Арутюн Улунян - Балканский «щит социализма». Оборонная политика Албании, Болгарии, Румынии и Югославии (середина 50-х гг. – 1980 г.)
Советская политика внесения разногласий в НАТО, вплоть до раскола этого военно-политического блока, представляла для Софии особый интерес. Наиболее перспективным Кремль считал использовать демонстрировавшиеся Анкарой перед её западными, прежде всего американскими, союзниками по НАТО, самостоятельность и «особый» внешнеполитический курс. Такая политика была рассчитана на получение турецкой стороной максимально возможной поддержки США как по экономическим, так и по внешнеполитическим (отношения с Грецией и «кипрская проблема») вопросам. Москва фактически рекомендовала Софии смягчить своё отношение к Анкаре, чтобы не допустить более масштабных с точки зрения Кремля негативных изменений в регионе: превращения Кипра в военно-морскую базу НАТО в случае присоединения его к Греции[318].
Приглашение посетить осенью 1965 г. Софию с официальными визитами (соответственно 13-18 сентября и 22-27 сентября), сделанное главам Румынии и Югославии – Н. Чаушеску и И. Броз Тито – рассматривалось руководством Болгарии как важный элемент в его балканской политике.

◆ ЗАДАНИЕ A:
Какого негативного изменения в регионе Кремль стремился не допустить, согласно отрывку о балканской политике Болгарии?
◆ ЗАДАНИЕ B:
Верните часть отрывка о балканской политике Болгарии без изменений, начиная со слов «Советская политика внесения» и продолжая до слов «его к Греции[318].».
◆ ЗАДАНИЕ C:
Напишите следующую часть отрывка о балканской политике Болгарии, начав сразу после его последнего предложения.

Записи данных
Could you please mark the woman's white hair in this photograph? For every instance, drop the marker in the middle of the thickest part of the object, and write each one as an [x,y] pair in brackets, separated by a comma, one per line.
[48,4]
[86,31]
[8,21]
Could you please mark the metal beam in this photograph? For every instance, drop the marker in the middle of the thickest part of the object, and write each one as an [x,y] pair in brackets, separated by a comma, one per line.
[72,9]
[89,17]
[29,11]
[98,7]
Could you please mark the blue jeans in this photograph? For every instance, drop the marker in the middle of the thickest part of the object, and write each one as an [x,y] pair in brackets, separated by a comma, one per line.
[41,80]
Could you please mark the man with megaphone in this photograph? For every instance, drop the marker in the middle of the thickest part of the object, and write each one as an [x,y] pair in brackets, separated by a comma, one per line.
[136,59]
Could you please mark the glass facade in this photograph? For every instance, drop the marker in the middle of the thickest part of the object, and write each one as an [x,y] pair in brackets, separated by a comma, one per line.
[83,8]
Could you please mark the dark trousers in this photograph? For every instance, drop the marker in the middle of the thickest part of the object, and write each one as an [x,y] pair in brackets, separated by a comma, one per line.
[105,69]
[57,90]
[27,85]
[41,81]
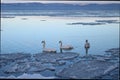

◆ ОЖИДАЕМЫЙ ОТВЕТ A:
Превращения Кипра в военно-морскую базу НАТО в случае присоединения его к Греции.

◆ ОЖИДАЕМЫЙ ОТВЕТ B:
Советская политика внесения разногласий в НАТО, вплоть до раскола этого военно-политического блока, представляла для Софии особый интерес. Наиболее перспективным Кремль считал использовать демонстрировавшиеся Анкарой перед её западными, прежде всего американскими, союзниками по НАТО, самостоятельность и «особый» внешнеполитический курс. Такая политика была рассчитана на получение турецкой стороной максимально возможной поддержки США как по экономическим, так и по внешнеполитическим (отношения с Грецией и «кипрская проблема») вопросам. Москва фактически рекомендовала Софии смягчить своё отношение к Анкаре, чтобы не допустить более масштабных с точки зрения Кремля негативных изменений в регионе: превращения Кипра в военно-морскую базу НАТО в случае присоединения его к Греции[318].

◆ ОЖИДАЕМЫЙ ОТВЕТ C:
В то же время в Белграде и Бухаресте с большой осторожностью воспринимали эту болгарскую инициативу Тем не менее сотрудничество между болгарскими и румынскими службами развивалось достаточно активно, а «главным противником» продолжали оставаться США и возглавляемый ими Североатлантический альянс. Разведывательная информация, передававшаяся болгарской госбезопасностью её партнеру в Румынии – Управлению безопасности Министерства внутренних дел, содержала данные как по региональным вопросам, так и по более общим, включавшим натовскую и американскую тематики в целом. Подбор в послании из Софии освещаемых проблем позволяет сделать вывод о том, что ознакомление румынской стороны с данной развединформацией, помимо чисто практической задачи, преследовало и идеологическую: убедить Бухарест в том, что Румыния рассматривается на Западе как один из членов коммунистического блока, несмотря на попытки румынского руководства демонстрировать на международной арене свою независимость и подчеркнуто самостоятельный внешнеполитический курс, пытаясь добиться особого статуса во взаимоотношениях с США и другими членами НАТО[319]. Присутствие сил НАТО в Средиземноморье внимательно отслеживалось военно-разведывательными органами стран-членов ОВД. В соответствии с данными операционного управления Генерального штаба Румынии, Североатлантический альянс обладал к весне 1965 г. около 1500 единицами плавсредств, куда входили 370 боевых кораблей, 45 эскадронов военно-морской авиации с более чем 680 летательными аппаратами различной модификации и видов, 8 батальонов морской пехоты[320].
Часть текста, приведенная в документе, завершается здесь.